### AIM OF THE TASK:
Each entry should be quoted word for word, including every mark of punctuation.

[Referring expression pointing data]
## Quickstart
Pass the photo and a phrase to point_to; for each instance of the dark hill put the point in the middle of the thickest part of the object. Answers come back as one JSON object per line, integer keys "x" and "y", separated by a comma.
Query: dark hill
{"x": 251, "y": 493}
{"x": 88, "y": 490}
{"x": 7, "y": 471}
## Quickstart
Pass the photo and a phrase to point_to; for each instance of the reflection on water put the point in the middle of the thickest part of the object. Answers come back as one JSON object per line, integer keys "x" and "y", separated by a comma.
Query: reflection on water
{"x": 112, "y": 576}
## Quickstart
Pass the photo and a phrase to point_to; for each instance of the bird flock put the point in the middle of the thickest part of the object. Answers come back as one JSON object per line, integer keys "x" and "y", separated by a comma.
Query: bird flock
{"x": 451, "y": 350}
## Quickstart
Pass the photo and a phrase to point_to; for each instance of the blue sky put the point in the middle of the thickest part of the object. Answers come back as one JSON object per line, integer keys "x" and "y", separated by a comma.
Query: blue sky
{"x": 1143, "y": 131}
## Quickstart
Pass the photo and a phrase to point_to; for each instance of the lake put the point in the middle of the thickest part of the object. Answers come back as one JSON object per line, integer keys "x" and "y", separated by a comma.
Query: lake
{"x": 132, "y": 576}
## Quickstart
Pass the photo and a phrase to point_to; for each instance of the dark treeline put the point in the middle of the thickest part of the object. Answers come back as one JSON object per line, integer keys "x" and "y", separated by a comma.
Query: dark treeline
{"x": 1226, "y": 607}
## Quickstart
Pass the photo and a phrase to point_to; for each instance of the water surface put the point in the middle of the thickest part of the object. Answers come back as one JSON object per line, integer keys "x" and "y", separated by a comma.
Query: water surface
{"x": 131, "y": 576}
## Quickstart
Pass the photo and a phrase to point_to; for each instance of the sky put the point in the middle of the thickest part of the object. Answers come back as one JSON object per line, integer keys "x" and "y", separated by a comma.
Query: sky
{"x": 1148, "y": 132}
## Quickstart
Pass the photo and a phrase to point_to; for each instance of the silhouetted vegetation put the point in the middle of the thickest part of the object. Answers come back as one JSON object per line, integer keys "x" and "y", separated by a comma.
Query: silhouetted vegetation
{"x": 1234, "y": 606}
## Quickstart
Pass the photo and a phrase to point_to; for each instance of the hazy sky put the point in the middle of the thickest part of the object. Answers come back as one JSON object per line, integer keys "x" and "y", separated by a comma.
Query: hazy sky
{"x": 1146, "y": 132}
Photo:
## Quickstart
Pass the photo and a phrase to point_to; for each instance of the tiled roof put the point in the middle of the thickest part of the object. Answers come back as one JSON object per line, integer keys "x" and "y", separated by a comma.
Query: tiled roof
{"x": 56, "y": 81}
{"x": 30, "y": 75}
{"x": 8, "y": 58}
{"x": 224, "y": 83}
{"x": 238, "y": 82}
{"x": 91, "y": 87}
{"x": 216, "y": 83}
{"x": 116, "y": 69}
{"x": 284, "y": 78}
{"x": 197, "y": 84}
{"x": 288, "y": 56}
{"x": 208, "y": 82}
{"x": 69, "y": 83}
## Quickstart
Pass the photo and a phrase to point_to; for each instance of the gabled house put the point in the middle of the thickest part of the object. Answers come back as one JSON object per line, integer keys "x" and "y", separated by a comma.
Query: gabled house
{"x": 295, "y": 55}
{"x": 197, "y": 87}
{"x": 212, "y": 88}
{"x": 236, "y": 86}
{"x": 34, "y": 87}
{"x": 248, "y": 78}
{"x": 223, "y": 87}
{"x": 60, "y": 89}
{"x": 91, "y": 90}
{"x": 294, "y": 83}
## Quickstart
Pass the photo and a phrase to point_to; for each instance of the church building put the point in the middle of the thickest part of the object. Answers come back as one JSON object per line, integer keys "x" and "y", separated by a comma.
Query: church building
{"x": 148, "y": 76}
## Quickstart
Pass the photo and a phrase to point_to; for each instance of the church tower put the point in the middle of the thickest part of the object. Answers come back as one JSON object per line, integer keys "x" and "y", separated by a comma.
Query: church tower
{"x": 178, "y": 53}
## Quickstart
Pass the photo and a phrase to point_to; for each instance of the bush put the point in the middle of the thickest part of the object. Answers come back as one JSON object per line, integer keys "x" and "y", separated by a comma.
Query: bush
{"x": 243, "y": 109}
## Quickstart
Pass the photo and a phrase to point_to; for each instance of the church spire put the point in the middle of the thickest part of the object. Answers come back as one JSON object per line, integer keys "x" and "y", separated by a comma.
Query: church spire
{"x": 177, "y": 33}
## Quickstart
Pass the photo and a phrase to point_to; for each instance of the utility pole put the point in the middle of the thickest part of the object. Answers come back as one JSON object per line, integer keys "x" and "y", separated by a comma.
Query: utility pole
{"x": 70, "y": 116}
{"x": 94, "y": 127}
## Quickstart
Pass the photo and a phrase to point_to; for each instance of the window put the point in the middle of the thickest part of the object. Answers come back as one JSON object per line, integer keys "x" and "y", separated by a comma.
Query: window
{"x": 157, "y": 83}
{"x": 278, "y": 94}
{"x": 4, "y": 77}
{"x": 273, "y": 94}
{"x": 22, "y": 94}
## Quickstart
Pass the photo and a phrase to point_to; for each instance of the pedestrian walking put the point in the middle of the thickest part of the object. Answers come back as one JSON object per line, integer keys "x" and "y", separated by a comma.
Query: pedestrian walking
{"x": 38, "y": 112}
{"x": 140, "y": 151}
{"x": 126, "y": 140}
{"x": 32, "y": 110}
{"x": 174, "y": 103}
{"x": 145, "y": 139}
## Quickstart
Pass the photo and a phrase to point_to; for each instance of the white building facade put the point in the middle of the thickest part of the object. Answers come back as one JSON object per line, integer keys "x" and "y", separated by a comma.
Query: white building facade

### WRITTEN RESPONSE:
## Quickstart
Pass the photo and a phrase to point_to; for each instance of the dark hill put the point in the middle of the thickest part of the object. Answers come back as one JSON object per line, integer keys "x" and "y", separated by a comma.
Query: dark hill
{"x": 251, "y": 493}
{"x": 88, "y": 490}
{"x": 7, "y": 471}
## Quickstart
Pass the photo and a phrase to point_to; for each instance of the reflection on water put the point in the middle of the thickest part of the object. Answers come back as one JSON object per line, integer keys "x" and "y", separated by a comma.
Query: reflection on water
{"x": 112, "y": 576}
## Quickstart
Pass the photo and a phrase to point_to; for each instance of the bird flock put the point in the middle of the thickest part of the object. Answers come back as one JSON object per line, integer keys "x" and "y", separated by a comma.
Query: bird flock
{"x": 451, "y": 350}
## Quickstart
Pass the photo and a phrase to point_to; for each instance of the blue sky put the point in the middle of the thickest part of the object. Answers come back as one JSON object per line, integer keys "x" and "y", separated by a comma.
Query: blue sky
{"x": 1143, "y": 131}
## Quickstart
Pass the photo and a phrase to point_to; for each instance of the lake put the point in the middle of the thickest part of the object. Answers come back as one JSON object per line, integer keys "x" and "y", separated by a comma.
Query: lake
{"x": 132, "y": 576}
## Quickstart
Pass the photo and a phrase to point_to; for each instance of the dark treeline put the point in the middle of the thickest part of the object. Answers come back as one JSON object per line, integer keys "x" and "y", separated by a comma.
Query: dark treeline
{"x": 1226, "y": 607}
## Quickstart
Pass the photo and a phrase to point_to; for each instance of the water surface put the point in the middle of the thickest part of the object. Answers come back as one JSON object per line, integer keys "x" and "y", separated by a comma.
Query: water surface
{"x": 131, "y": 576}
## Quickstart
Pass the photo and a phrase to point_to; for each instance of the sky put the point in the middle of the thickest part of the object. Answers come back as one JSON object per line, integer keys "x" and "y", separated by a comma.
Query: sky
{"x": 1148, "y": 132}
## Quickstart
Pass the photo and a phrase to point_to; for each instance of the silhouetted vegetation put the point in the middle of the thickest part of the object. Answers come back as one JSON object per line, integer keys "x" and "y", separated by a comma.
Query: silhouetted vegetation
{"x": 1234, "y": 606}
## Quickstart
Pass the photo and a phrase to point_to; for each instance of the hazy sky put the point in the middle of the thickest part of the object. Answers come back as one JSON object per line, integer keys "x" and "y", separated by a comma.
Query: hazy sky
{"x": 1146, "y": 132}
Photo:
## Quickstart
Pass the photo and a phrase to point_to; for each instance of the tiled roof put the point in the middle of the thickest part of the object. Answers come back as one JSON object per line, integer keys "x" and "y", separated by a comma.
Query: tiled roof
{"x": 56, "y": 81}
{"x": 30, "y": 75}
{"x": 8, "y": 58}
{"x": 224, "y": 83}
{"x": 238, "y": 82}
{"x": 91, "y": 87}
{"x": 216, "y": 83}
{"x": 116, "y": 69}
{"x": 284, "y": 78}
{"x": 197, "y": 84}
{"x": 288, "y": 56}
{"x": 208, "y": 82}
{"x": 69, "y": 83}
## Quickstart
Pass the photo and a phrase to point_to; for each instance of the gabled house put the point in the middle of the thickest part of the object. Answers come back as one JSON object per line, integer keys "x" and "y", separated by a comma.
Query: gabled house
{"x": 295, "y": 55}
{"x": 197, "y": 87}
{"x": 212, "y": 88}
{"x": 236, "y": 86}
{"x": 34, "y": 87}
{"x": 248, "y": 78}
{"x": 223, "y": 87}
{"x": 60, "y": 89}
{"x": 91, "y": 90}
{"x": 294, "y": 83}
## Quickstart
Pass the photo and a phrase to point_to; for each instance of the church building put the point in the middle of the thickest part of the object. Answers come back as one JSON object per line, integer keys "x" and "y", separated by a comma.
Query: church building
{"x": 148, "y": 76}
## Quickstart
Pass the photo and a phrase to point_to; for each instance of the church tower put the point in the middle of the thickest part of the object. Answers come back as one JSON object per line, integer keys "x" and "y", separated by a comma.
Query: church tower
{"x": 178, "y": 53}
## Quickstart
Pass the photo and a phrase to point_to; for each instance of the bush put the point in the middle of the thickest part of the object. Answers come back as one JSON object per line, integer keys "x" and "y", separated by a comma.
Query: bush
{"x": 243, "y": 109}
## Quickstart
Pass the photo and a phrase to point_to; for each instance of the church spire put the point in the middle of the thickest part of the object. Answers come back as one JSON object per line, integer keys "x" and "y", separated by a comma.
Query: church spire
{"x": 177, "y": 33}
## Quickstart
Pass the photo and a phrase to point_to; for each instance of the utility pole put the point in the middle of the thickest part of the object. Answers come back as one JSON object per line, integer keys "x" and "y", separated by a comma.
Query: utility pole
{"x": 70, "y": 116}
{"x": 94, "y": 127}
## Quickstart
Pass the photo and a phrase to point_to; for each instance of the window put the point in the middle of the thickest part of the object. Answers come back as one JSON object per line, integer keys "x" and "y", separated by a comma.
Query: window
{"x": 157, "y": 83}
{"x": 278, "y": 94}
{"x": 4, "y": 77}
{"x": 273, "y": 94}
{"x": 22, "y": 94}
## Quickstart
Pass the photo and a phrase to point_to; for each instance of the pedestrian walking put the point in the middle of the thickest part of the object. Answers come back as one JSON object per line, integer keys "x" and "y", separated by a comma.
Query: pedestrian walking
{"x": 38, "y": 112}
{"x": 140, "y": 151}
{"x": 126, "y": 140}
{"x": 32, "y": 110}
{"x": 174, "y": 103}
{"x": 145, "y": 139}
## Quickstart
Pass the photo and a phrase to point_to; for each instance of the white building facade put the point in the middle of the thickest part of the object. Answers come back as one JSON object per line, integer keys "x" and "y", separated by a comma.
Query: white building facade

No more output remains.